## Dataset excerpts:
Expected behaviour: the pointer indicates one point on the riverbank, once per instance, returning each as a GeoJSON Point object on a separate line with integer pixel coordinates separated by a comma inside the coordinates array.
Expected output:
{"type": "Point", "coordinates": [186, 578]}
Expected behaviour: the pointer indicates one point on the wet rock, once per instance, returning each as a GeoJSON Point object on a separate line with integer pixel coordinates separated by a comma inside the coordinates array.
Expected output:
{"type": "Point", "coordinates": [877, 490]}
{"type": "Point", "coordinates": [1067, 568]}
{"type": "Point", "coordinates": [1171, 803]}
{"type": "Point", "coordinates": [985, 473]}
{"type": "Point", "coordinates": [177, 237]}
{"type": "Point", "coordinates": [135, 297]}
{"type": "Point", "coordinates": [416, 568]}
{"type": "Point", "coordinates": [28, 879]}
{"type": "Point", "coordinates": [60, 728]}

## What is required:
Reproduce every line above containing "object".

## Response to this exercise:
Expected behaviour: the pointer indicates one point on the riverbank, once per instance, returning each as a GeoJSON Point object on a separate line with integer pixel coordinates separated by a comma inside the coordinates array.
Expected behaviour: the pointer indicates one point on the wet rock, once per instance, returning each as a GeoJSON Point object on a separate line with integer pixel coordinates separated by a comma inside the coordinates array.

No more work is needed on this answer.